§ **QUOTED PASSAGE**:
• • • • •
Image courtesy of HBO.
When sci-fi fans watched Sunday night’s season premiere of HBO’s Watchmen they were thrust immediately into the bloody 1921 Tulsa Race Massacre. In the show’s opening scene, cameras followed a young, black boy who is carried by his mother outside a movie theatre and directly into the carnage. Black people are lit on fire, dragged through the streets, and shot on sight.
Based on the wildly popular graphic novel of the same name, “Watchmen” is set in an alternate version of our history. The show is fiction, but the massacre depicted on screen was very real.
“Before the massacre, Greenwood had a population of more than 100,000 black people, according to the Greenwood Cultural Center’s history of the community. It was home to luxury shops, 21 restaurants, 30 grocery stores, a hospital, a savings and loan, a post office, three hotels, jewelry and clothing stores, two movie theaters, a library, pool halls, a bus and cab service, a nationally recognized school system, six private airplanes and two black newspapers,” writes Washington Post reporter DeNeen L. Brown.
Greenwood was successful not in spite of but because of the Jim Crow laws that restricted its residents. Black people were forced to keep their money in black hands and people in Greenwood flourished.
N. D. B. Connolly, Herbert Baxter Adams Associate Professor of History says there is lots to learn from the riot, including the racial power structures upon which the United States is built, and how that system directly connects to the political environment in which we live today.
• • • • •
§ **DATA**:

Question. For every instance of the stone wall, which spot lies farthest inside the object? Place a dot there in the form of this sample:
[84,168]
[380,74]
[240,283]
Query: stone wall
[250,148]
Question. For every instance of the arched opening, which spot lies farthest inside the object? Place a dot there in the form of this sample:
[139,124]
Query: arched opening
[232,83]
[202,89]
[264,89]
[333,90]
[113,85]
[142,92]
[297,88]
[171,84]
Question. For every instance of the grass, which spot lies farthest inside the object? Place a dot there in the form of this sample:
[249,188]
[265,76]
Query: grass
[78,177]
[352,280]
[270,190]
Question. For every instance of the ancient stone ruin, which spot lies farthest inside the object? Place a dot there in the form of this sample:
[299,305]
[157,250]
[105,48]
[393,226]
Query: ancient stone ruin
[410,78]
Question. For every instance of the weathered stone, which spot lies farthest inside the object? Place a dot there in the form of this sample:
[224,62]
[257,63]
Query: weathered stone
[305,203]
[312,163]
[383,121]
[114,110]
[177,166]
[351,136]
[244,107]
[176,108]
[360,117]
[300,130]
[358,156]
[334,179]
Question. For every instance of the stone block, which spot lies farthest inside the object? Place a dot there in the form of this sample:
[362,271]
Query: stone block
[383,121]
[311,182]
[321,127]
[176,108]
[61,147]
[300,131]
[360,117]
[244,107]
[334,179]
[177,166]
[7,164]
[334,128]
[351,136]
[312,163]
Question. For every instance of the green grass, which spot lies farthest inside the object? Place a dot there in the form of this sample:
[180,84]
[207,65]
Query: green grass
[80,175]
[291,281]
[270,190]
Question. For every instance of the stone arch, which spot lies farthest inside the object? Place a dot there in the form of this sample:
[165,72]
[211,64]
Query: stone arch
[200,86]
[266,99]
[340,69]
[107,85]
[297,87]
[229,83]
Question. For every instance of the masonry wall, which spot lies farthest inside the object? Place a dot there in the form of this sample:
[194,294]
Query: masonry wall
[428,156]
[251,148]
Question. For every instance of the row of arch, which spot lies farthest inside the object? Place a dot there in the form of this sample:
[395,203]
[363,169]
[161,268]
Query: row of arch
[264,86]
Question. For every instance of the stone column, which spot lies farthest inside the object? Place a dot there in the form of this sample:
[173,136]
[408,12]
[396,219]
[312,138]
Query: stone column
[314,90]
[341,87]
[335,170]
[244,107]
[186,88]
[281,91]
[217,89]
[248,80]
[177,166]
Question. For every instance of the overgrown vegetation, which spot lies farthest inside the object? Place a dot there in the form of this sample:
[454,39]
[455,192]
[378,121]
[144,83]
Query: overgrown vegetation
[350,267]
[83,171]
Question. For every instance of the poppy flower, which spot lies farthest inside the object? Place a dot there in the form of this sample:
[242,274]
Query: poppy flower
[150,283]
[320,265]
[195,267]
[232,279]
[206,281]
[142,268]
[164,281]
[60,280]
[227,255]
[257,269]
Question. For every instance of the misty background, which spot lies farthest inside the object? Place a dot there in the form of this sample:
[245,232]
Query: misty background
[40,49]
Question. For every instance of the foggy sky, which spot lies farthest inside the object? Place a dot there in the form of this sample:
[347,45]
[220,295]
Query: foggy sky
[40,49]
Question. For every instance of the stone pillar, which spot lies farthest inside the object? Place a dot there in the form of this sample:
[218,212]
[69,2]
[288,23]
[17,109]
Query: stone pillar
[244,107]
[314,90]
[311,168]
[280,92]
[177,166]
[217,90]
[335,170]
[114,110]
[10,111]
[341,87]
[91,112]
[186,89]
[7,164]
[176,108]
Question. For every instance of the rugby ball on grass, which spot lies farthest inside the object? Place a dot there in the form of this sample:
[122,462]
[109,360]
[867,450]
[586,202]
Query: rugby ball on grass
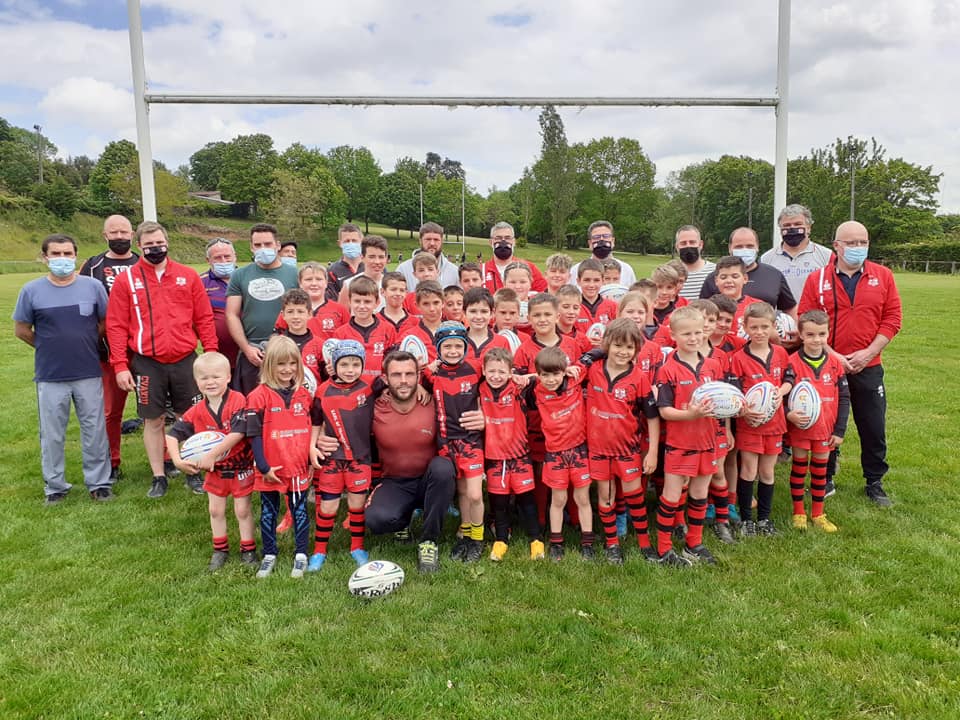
[762,398]
[727,400]
[805,400]
[197,445]
[375,579]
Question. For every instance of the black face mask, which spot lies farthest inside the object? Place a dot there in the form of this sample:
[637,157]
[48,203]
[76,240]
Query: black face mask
[119,247]
[794,236]
[602,250]
[155,255]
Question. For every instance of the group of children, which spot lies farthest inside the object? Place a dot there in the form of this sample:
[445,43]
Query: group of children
[566,407]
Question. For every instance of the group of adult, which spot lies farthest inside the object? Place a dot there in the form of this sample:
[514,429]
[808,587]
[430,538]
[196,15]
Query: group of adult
[130,321]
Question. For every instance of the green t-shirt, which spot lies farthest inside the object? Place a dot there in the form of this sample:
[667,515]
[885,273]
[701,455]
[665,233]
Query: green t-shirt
[261,290]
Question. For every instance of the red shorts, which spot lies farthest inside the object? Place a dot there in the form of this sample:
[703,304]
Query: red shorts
[467,457]
[565,468]
[689,463]
[759,444]
[239,484]
[338,475]
[505,476]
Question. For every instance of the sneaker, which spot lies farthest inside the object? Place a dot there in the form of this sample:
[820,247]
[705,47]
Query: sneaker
[724,533]
[474,551]
[698,554]
[614,554]
[158,488]
[299,565]
[102,494]
[266,566]
[821,522]
[671,559]
[428,557]
[536,550]
[459,551]
[217,560]
[875,492]
[766,528]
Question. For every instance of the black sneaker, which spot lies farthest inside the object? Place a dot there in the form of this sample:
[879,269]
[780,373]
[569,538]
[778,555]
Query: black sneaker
[877,495]
[158,488]
[614,554]
[698,554]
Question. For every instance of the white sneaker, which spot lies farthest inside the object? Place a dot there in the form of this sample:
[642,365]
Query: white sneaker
[299,565]
[266,566]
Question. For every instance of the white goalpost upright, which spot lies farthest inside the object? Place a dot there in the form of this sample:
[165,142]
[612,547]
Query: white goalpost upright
[143,99]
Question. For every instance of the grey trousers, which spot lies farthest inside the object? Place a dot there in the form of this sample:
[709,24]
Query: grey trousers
[53,403]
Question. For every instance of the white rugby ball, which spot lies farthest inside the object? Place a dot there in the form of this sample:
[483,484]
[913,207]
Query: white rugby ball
[805,399]
[196,445]
[375,579]
[762,398]
[414,345]
[727,400]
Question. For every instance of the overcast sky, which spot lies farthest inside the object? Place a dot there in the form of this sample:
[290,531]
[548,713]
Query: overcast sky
[882,68]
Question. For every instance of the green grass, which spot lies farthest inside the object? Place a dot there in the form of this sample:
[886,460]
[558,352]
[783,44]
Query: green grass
[107,610]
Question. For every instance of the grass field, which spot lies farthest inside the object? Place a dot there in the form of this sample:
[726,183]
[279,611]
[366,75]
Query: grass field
[108,611]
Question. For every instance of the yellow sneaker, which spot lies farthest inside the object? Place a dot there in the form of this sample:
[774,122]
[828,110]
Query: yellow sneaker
[821,522]
[536,550]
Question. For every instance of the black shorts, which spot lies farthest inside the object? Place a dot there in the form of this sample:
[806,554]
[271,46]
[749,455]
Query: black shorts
[157,382]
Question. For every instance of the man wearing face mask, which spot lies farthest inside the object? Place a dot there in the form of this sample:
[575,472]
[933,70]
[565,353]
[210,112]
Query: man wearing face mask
[861,300]
[254,297]
[105,267]
[61,316]
[222,258]
[601,240]
[689,246]
[797,256]
[158,311]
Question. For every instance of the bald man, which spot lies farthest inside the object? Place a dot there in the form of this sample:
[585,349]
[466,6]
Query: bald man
[861,299]
[105,267]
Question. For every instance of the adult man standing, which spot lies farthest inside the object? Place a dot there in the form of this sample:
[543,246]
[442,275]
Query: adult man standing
[158,311]
[797,256]
[105,267]
[253,303]
[222,258]
[431,241]
[61,316]
[503,241]
[689,246]
[861,299]
[601,240]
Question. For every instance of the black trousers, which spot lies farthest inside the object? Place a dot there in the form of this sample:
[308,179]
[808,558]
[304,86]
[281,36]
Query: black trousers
[393,501]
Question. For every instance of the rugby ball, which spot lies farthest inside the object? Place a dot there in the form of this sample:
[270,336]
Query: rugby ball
[375,579]
[512,338]
[197,445]
[762,398]
[414,345]
[727,400]
[805,399]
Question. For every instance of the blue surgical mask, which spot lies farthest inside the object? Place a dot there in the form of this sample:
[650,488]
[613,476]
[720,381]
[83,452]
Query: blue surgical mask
[748,255]
[62,267]
[855,257]
[224,270]
[265,256]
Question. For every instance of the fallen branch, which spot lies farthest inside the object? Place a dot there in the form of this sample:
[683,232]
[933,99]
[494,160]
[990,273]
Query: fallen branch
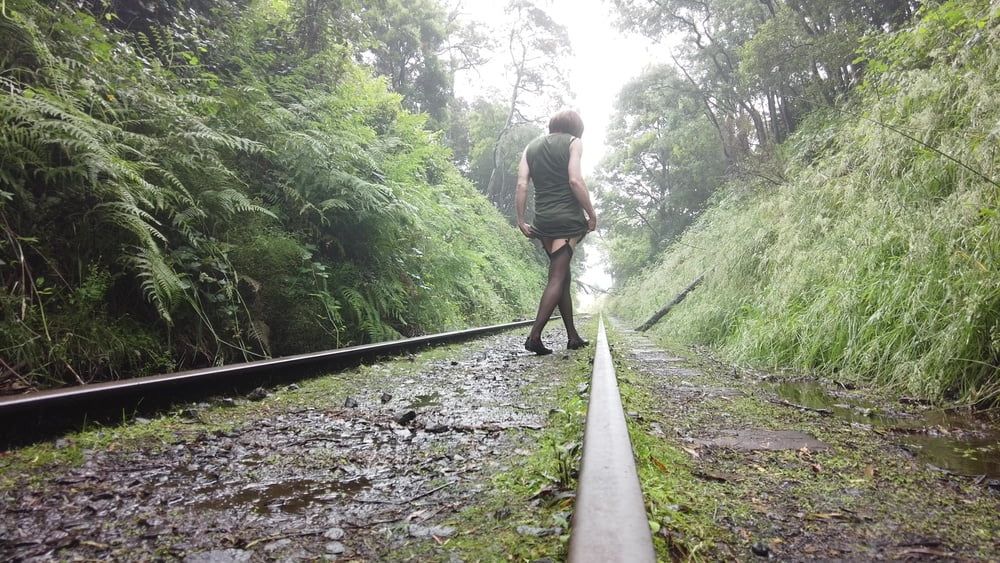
[282,537]
[784,403]
[405,502]
[673,302]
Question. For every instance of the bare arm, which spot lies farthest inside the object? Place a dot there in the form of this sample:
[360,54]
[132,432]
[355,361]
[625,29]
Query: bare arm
[577,184]
[521,194]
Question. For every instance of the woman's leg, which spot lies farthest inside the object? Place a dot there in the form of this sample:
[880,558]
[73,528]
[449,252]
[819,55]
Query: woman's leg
[560,253]
[566,300]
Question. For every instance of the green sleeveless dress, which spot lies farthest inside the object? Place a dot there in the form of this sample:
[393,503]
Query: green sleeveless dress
[557,212]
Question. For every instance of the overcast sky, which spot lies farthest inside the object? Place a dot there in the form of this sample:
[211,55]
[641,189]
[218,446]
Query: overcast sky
[604,59]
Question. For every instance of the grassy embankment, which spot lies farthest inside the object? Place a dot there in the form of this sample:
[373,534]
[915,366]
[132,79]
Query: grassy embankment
[876,252]
[188,195]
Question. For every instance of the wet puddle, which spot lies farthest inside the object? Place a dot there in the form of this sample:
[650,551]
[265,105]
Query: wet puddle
• • • • •
§ **THINGS TO DO**:
1. According to the Watchmen article, how many restaurants did Greenwood have before the massacre?
2. Reproduce the passage of the Watchmen article starting at "When sci-fi fans" and ending at "was very real.".

§ **TASK-BY-TASK ANSWERS**:
1. 21

2.
When sci-fi fans watched Sunday night’s season premiere of HBO’s Watchmen they were thrust immediately into the bloody 1921 Tulsa Race Massacre. In the show’s opening scene, cameras followed a young, black boy who is carried by his mother outside a movie theatre and directly into the carnage. Black people are lit on fire, dragged through the streets, and shot on sight.
Based on the wildly popular graphic novel of the same name, “Watchmen” is set in an alternate version of our history. The show is fiction, but the massacre depicted on screen was very real.